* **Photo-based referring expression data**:
──────────────────────────────
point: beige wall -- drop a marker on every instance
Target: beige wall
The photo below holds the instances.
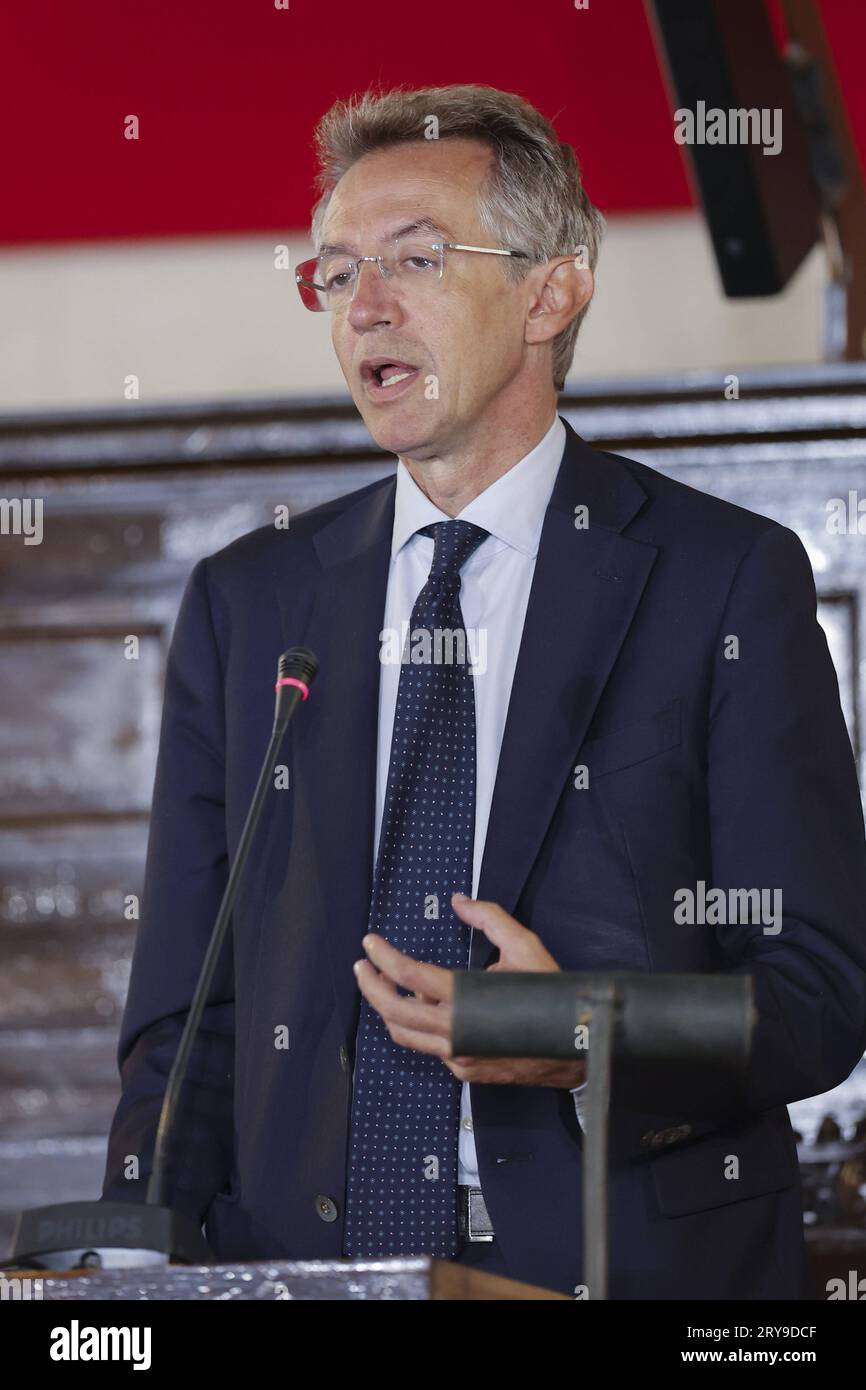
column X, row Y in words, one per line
column 211, row 319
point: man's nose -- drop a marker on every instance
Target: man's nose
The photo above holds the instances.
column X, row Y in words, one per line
column 374, row 299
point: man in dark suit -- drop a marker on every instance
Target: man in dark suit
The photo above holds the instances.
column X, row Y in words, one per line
column 647, row 717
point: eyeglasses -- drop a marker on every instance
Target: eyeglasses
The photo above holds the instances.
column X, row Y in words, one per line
column 330, row 281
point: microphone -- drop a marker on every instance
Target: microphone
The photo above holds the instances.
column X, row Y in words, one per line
column 117, row 1235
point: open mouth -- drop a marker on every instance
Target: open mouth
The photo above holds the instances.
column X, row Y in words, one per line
column 387, row 378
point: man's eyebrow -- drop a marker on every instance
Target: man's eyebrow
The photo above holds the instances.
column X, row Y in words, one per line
column 419, row 224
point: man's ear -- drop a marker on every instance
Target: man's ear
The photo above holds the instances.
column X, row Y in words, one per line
column 563, row 285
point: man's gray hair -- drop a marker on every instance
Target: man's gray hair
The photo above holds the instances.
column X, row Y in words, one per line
column 531, row 199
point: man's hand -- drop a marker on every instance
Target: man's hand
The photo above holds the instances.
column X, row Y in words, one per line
column 424, row 1022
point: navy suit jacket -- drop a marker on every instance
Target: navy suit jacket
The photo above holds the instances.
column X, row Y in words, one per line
column 734, row 772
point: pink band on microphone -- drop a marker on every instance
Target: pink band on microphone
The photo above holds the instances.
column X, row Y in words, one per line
column 289, row 680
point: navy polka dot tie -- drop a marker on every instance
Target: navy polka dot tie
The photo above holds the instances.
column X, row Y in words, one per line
column 402, row 1184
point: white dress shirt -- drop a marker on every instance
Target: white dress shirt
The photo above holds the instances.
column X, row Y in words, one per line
column 494, row 595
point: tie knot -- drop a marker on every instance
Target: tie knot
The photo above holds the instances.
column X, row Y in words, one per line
column 453, row 542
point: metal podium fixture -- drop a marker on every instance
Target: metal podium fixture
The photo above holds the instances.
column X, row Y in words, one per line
column 674, row 1032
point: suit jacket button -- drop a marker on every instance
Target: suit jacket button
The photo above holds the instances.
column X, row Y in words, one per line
column 325, row 1208
column 677, row 1133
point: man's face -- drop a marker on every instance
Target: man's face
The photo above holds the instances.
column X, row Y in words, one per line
column 463, row 334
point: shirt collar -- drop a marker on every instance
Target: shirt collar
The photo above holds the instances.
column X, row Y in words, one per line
column 512, row 509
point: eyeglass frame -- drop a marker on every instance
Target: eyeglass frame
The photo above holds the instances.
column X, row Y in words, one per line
column 357, row 260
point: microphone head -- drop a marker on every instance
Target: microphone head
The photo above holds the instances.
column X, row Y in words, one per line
column 298, row 663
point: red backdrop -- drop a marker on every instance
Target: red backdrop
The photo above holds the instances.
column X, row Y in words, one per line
column 228, row 91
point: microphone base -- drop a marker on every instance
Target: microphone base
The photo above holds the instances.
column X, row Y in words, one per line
column 97, row 1235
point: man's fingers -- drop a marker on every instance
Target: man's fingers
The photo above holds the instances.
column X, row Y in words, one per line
column 396, row 1009
column 431, row 980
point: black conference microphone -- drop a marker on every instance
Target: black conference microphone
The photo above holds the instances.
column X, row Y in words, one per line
column 114, row 1235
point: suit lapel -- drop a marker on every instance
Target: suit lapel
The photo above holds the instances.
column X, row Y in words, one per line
column 585, row 590
column 335, row 744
──────────────────────────────
* **ACTIVITY**:
Where a line of the entries contains the word "conference", copy that line.

* **COMPLETED EXERCISE**:
point: black conference microphone -- drop a marker on every instance
Target: black conference microphone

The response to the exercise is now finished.